- **DOCUMENT PASSAGE**
------------------------------------------------------------

EnableRestart(65535);

i don’t know how i missed it. not accustomed to reading your coding style maybe… i still swear that i recall reading, probably in that header, that restart was the default. maybe it was stitching is default, and i originally jumped to the conclusion that restart would facilitate the stitching, not understanding at the time exactly what restart is technicly… or at least not having a clue that there was an API for it or anything of the sort… i assumed it was a new built in feature or something.

anyhow, i’m real sorry about not noticing that. in the future hopefully this incident will serve as a reminder to pay more attention.

sincerely,

michael

so i have NvTriStrip.h in front of me, and i’m just curious about a couple more things if you or anyone is game.

how do you get back strips that are not stitched together and don’t utilize restart?

also curious about the last function RemapIndices… its not one hundred percent clear, but as i imagine this function takes a strip and reformats it according to specifications. that should come in handy.

Originally posted by michagl:
[b]so i have NvTriStrip.h in front of me, and i’m just curious about a couple more things if you or anyone is game.

how do you get back strips that are not stitched together and don’t utilize restart?

also curious about the last function RemapIndices… its not one hundred percent clear, but as i imagine this function takes a strip and reformats it according to specifications. that should come in handy.[/b]
so i’ve gotten around to looking at the RemapIndices function… and to answer my own question i believe that if strip stitching was disabled the ‘numGroups’ would be set to greater than 1.

------------------------------------------------------------

- **GIVEN ENTRIES**
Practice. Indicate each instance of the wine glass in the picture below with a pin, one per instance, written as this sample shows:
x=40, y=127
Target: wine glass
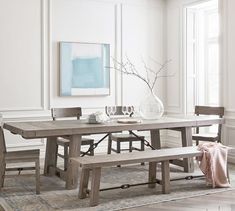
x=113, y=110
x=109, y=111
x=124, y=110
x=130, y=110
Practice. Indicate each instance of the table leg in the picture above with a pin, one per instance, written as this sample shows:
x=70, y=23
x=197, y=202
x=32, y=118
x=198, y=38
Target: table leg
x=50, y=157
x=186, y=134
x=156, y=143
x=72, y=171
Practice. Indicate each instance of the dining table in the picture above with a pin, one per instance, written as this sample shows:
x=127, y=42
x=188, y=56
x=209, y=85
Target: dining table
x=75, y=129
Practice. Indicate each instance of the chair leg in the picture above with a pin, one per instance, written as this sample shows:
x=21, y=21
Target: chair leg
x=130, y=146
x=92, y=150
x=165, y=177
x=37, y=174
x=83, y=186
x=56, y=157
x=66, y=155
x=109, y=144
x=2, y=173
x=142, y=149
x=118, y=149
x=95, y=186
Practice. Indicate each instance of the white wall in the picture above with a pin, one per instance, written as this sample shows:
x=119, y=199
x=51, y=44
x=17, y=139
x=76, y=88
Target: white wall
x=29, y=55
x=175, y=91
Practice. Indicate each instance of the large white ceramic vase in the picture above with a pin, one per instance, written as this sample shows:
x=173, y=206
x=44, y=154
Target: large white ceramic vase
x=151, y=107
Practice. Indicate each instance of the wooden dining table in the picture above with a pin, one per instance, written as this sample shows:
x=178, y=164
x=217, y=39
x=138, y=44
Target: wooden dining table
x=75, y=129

------------------------------------------------------------

- **COMPLETE THE FOLLOWING**
• a. Repeat the part of the NvTriStrip forum thread that opens with "i don’t know" and closes with "feature or something.", replacing "restart" with "primitive restart" every time it appears.
• b. Write the next part of the NvTriStrip forum thread, picking up after its final post.

- **ANSWERS TO THE EXERCISES**
• a.
i don’t know how i missed it. not accustomed to reading your coding style maybe… i still swear that i recall reading, probably in that header, that primitive restart was the default. maybe it was stitching is default, and i originally jumped to the conclusion that primitive restart would facilitate the stitching, not understanding at the time exactly what primitive restart is technicly… or at least not having a clue that there was an API for it or anything of the sort… i assumed it was a new built in feature or something.

• b.
i realize i must appear to be either stupid or at best short sighted at this point…

but just to confound matters. it was my thinking that RemapIndices would basicly take an input strip and give back a new strip according to the present options.

but after deeper investigation this definately does not appear to be the case. it appears that some how the function returns a remapping of your vertex buffer rather than your indices… then it is at that point somehow your responsibility to remap your vertex buffer for ‘improved spacial locality’…

if someone would like to explain this notion of spacial locality to me i would apreciate it. i guess i would presume that it would be more reasonable to improve the spacial locality of the indices rather than the actual vertices… does hardware for some reason like vertices to ajacent to one another or even in the same general region? i can understand that for non index based rendering a pointer might be more easilly incrimented along a vertex buffer, but i assumed that on hardware, assuming vertices are generally within the same segment, that there would be no optimization benefit to spacial locality within the vertex buffer. is there some kind of block cacheing that goes on with vertices on hardware?

any info is welcomed. i’m actually considering starting a new hardware performance thread due to drastic performance anomolies i’ve observed lately. not sure if it would just be better to address in this thread or not.

sincerely,

michael

I think remap indices is there to allow you to find out which vertex from the original set you passed into the tristripper corresponds to which vertex in the output. NVTriStrip does all the reorganizing of the vertices itself; however if you have extra per-vertex information other than position, texcoords, and normals, then you would need this to carry this extra information over from your original array to the new array (since the tristripper does not move the extra information when it is reorganizing the vertices).

I think that RemapIndices is an optional additional optimisation. It is quite seperate from the generatestrips function.

The way I think it works is you pass in your indices and it reorders them to be more optimal. You must then manually reorder your vertex data to corrrespond to the new indice list.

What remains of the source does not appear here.